Task objective: Write out every entry exactly as it appears, omitting the pictures.

• • • • • • •

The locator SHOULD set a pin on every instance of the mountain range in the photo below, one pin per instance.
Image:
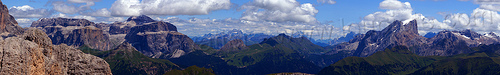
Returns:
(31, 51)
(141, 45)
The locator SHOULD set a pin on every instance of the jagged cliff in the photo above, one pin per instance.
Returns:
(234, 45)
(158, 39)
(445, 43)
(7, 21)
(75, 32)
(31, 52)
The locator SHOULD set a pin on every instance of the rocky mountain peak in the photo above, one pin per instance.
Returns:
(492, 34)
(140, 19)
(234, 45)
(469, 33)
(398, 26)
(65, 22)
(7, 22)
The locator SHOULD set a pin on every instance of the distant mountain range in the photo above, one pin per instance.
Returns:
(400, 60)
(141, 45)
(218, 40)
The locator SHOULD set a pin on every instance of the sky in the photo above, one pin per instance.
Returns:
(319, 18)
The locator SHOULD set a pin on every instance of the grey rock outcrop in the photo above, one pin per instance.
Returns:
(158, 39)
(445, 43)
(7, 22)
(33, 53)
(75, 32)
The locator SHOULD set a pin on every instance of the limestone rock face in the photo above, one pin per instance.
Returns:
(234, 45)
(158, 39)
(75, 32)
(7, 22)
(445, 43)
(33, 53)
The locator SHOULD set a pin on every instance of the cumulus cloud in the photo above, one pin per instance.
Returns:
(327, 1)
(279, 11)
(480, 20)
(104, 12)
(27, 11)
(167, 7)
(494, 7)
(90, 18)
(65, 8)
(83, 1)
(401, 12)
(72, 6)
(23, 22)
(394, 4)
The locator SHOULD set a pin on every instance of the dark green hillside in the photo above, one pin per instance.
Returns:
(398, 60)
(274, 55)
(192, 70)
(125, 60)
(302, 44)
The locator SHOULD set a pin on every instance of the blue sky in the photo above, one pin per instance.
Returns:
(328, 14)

• • • • • • •

Written answer:
The locator SHOULD set a pin on every instance of the mountain range in the photo below, one pin per instance.
Image:
Returns:
(31, 51)
(141, 45)
The locator SHOULD set a pin on every instance of the jagged cliff in the photo above, one pin per instance.
Returns:
(234, 45)
(158, 39)
(445, 43)
(7, 21)
(75, 32)
(31, 52)
The locator SHOULD set a pin on every instance of the rocky mountain peak in the photo above, one pin per instance.
Returns:
(492, 34)
(140, 19)
(234, 45)
(469, 33)
(398, 26)
(65, 22)
(7, 22)
The locator SHOULD set a pin on every instance of the distant mountain range in the photo above, one pin per instance.
Returns:
(400, 60)
(141, 45)
(218, 40)
The locator SHOULD set a pin on every instance of the sky in the photo above, one pin per instance.
Returns:
(319, 18)
The locator SHOULD set a pin on every instance of the grey rock outcrop in the photo above, one pin per instance.
Returns:
(158, 39)
(445, 43)
(7, 22)
(33, 53)
(75, 32)
The locator SHOULD set a pin on every instance of the limestone rock face in the photo above, one pin per instance.
Returns:
(234, 45)
(158, 39)
(75, 32)
(7, 22)
(445, 43)
(33, 53)
The locator SHOULD set a pin on every instance of the cumulus cloud in the photo above, one pin per instance.
Returns:
(327, 1)
(279, 11)
(480, 20)
(104, 12)
(27, 11)
(167, 7)
(494, 7)
(90, 18)
(65, 8)
(83, 1)
(401, 12)
(72, 6)
(23, 22)
(394, 4)
The locator SHOULD set a pin on every instance of the dark green hillside in the photo above, one pin per instance.
Returns:
(398, 60)
(274, 55)
(192, 70)
(125, 60)
(302, 44)
The locator SHOULD set a pin on every instance of the blue sky in the photo above, one pin per instance.
Returns:
(328, 14)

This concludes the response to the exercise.